◆ Given task
Please extract every line of the data below and reproduce each one word for word, with no changes.
>>>>>
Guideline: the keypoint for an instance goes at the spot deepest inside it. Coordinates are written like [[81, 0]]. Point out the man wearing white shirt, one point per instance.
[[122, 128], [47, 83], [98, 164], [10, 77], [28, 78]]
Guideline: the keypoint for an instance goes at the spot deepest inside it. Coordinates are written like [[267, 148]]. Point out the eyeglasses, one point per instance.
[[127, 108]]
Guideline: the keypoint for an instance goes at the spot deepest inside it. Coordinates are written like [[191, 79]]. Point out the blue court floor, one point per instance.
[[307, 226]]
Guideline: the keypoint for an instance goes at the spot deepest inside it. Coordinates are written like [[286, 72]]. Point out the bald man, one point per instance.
<<<<<
◆ Answer to the problem
Guideline: the keypoint for an instance goes at the spot deepest inside it. Coordinates are written like [[81, 0]]. Point out the man wearing white shirt, one point per instance.
[[122, 128], [47, 83], [98, 164], [10, 77], [28, 78]]
Guideline: the keypoint for an instance goes at the spot deepest inside it. Coordinates are written like [[267, 148]]. Point out the eyeglasses, one point per instance.
[[127, 108]]
Guideline: the keypoint for an instance goes at the spot deepest inside it. Coordinates are written like [[191, 79]]. Point out the blue court floor, one point per instance.
[[307, 226]]
Guideline: the keypoint for an instance goes at the spot deepest inside it. Coordinates are written like [[286, 72]]. Point out the bald man, one point per instance.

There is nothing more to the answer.